Instrucciones
Según el texto sobre Pentecostés, ¿por qué esa fiesta se llama "Pentecostés" en griego?

Texto proporcionado

1996 - Ciclo A
PENTECOSTÉS
Lectura del santo Evangelio según san Juan 20, 19-23
Al atardecer de ese mismo día, el primero de la semana, estando cerradas las puertas del lugar donde se encontraban los discípulos, por temor a los judíos, llegó Jesús y, poniéndose en medio de ellos, les dijo: "¡La paz esté con vosotros!" Mientras decía esto, les mostró sus manos y su costado. Los discípulos se llenaron de alegría cuando vieron al Señor. Jesús les dijo de nuevo: "¡La paz esté con vosotros! Como el Padre me envió a mí, yo también os envío a vosotros". Al decirles esto, sopló sobre ellos y añadió: "Recibid al Espíritu Santo. Los pecados serán perdonados a los que vosotros se los perdonéis, y serán retenidos a los que vosotros se los retengáis".
SERMÓN
No es casual que los discípulos se encontraran orando el día de Pentecostés. En realidad, cincuenta jornadas después de la pascua, todos los judíos se reunían -y aún hoy muchos se reúnen- para festejar la llamada ‘fiesta de las semanas'. La ‘ Hag ha savuot' , ‘ Pentecostés' en griego, precisamente por celebrarse siete semanas transcurrida la Pascua. Claro que su significado no correspondía plenamente al que hoy tiene para la Iglesia.
Y en realidad tampoco es casual que las grandes fiestas de la liturgia católica coincidan con las grandes celebraciones judías ya que, precisamente, el cristianismo no quiere ser sino la culminación de la revelación y del camino de la Vieja Alianza.

Registros de datos
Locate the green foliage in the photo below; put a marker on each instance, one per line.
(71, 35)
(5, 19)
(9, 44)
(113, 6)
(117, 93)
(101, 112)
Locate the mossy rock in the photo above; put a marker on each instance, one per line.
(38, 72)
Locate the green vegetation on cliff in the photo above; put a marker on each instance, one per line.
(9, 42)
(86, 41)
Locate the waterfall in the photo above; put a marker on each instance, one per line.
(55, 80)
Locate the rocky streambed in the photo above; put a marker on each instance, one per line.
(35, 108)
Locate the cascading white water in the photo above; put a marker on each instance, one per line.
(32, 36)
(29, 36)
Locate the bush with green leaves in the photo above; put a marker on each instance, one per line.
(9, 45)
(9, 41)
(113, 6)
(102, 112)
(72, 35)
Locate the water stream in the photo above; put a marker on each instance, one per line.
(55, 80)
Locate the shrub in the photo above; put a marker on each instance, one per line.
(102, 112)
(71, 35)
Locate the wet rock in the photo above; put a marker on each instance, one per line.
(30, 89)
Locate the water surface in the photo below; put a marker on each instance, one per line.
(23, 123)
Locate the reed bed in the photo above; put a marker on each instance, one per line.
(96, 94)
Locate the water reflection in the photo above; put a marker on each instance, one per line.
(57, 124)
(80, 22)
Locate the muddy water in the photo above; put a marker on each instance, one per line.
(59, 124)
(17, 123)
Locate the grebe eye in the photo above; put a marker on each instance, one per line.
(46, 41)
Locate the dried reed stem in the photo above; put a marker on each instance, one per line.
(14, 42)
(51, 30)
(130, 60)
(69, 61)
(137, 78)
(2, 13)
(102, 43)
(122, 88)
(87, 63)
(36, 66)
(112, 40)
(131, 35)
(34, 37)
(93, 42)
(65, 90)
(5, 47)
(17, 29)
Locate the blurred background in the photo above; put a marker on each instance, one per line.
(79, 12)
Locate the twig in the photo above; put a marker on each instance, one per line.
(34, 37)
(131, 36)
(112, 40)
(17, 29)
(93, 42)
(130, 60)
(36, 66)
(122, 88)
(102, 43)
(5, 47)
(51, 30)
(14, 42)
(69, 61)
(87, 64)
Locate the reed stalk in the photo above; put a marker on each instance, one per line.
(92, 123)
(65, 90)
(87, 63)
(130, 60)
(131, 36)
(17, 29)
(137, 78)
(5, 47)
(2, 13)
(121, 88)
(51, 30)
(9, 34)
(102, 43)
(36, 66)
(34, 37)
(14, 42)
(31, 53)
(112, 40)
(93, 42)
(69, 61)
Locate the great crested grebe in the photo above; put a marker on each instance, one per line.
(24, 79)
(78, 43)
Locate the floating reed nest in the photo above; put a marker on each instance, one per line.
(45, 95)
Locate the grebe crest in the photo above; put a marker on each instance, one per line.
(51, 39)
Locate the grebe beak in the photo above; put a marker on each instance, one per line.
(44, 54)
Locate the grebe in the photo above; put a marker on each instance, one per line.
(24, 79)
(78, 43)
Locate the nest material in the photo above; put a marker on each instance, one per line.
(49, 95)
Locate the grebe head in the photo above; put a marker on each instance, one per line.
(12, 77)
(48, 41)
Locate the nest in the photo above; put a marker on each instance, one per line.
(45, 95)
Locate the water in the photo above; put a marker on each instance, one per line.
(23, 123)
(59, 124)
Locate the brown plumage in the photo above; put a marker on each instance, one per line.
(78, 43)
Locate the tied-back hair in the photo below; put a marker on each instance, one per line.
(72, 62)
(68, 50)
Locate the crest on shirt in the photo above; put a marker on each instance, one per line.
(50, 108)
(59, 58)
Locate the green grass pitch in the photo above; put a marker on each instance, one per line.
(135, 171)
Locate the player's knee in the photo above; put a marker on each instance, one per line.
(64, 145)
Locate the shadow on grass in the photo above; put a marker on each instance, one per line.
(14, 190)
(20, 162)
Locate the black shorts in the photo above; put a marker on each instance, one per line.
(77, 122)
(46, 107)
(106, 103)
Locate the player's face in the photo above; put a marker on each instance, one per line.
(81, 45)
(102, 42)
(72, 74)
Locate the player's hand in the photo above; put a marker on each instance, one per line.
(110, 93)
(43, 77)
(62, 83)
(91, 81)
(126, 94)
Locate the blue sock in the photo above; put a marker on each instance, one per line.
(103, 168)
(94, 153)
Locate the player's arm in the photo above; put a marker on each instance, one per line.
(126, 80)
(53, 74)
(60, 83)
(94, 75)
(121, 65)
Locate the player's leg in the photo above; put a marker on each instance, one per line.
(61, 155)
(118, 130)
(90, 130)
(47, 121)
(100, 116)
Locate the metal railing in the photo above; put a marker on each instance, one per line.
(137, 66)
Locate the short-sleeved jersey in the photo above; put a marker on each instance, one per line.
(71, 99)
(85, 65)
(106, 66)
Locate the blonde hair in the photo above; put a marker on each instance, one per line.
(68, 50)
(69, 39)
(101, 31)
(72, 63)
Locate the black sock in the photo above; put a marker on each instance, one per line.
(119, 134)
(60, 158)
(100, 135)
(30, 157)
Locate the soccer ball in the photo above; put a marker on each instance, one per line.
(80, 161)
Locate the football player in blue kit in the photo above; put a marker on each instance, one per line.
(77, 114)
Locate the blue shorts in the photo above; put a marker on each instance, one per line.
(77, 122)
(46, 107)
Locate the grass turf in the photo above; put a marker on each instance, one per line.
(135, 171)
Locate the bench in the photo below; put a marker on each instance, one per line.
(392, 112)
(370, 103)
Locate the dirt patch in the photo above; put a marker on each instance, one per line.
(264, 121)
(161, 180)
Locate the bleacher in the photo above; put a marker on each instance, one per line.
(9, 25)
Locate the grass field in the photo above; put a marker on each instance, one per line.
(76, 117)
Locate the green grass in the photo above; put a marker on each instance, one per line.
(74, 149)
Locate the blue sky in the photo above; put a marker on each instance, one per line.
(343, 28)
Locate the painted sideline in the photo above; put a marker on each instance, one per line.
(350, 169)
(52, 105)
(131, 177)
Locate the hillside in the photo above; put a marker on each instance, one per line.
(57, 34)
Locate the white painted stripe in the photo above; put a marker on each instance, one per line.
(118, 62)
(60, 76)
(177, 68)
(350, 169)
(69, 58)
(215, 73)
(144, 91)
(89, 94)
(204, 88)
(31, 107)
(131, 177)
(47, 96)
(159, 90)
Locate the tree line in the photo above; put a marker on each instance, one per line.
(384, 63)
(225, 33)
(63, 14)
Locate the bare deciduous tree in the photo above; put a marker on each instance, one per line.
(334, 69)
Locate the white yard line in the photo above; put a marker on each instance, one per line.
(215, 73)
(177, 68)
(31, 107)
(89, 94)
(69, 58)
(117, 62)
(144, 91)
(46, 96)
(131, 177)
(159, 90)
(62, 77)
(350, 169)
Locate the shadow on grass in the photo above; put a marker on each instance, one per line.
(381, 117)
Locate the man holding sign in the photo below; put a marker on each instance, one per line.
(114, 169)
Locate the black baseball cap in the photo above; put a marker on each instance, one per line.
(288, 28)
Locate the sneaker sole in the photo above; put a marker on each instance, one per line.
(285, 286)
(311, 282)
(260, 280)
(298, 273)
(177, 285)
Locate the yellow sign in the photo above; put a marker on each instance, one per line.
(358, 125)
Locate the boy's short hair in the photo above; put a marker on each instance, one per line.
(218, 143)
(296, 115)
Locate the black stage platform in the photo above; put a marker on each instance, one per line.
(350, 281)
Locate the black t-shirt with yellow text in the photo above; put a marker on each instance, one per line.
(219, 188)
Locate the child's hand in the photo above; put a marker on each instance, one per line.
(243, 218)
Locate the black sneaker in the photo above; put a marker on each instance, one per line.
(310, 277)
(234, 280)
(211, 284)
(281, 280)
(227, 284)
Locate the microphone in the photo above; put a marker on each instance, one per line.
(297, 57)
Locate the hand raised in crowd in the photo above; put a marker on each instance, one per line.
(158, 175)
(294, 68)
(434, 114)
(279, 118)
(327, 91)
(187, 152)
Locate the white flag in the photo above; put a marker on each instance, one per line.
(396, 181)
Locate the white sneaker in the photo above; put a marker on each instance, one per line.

Respuesta
Porque se celebra siete semanas después de la Pascua.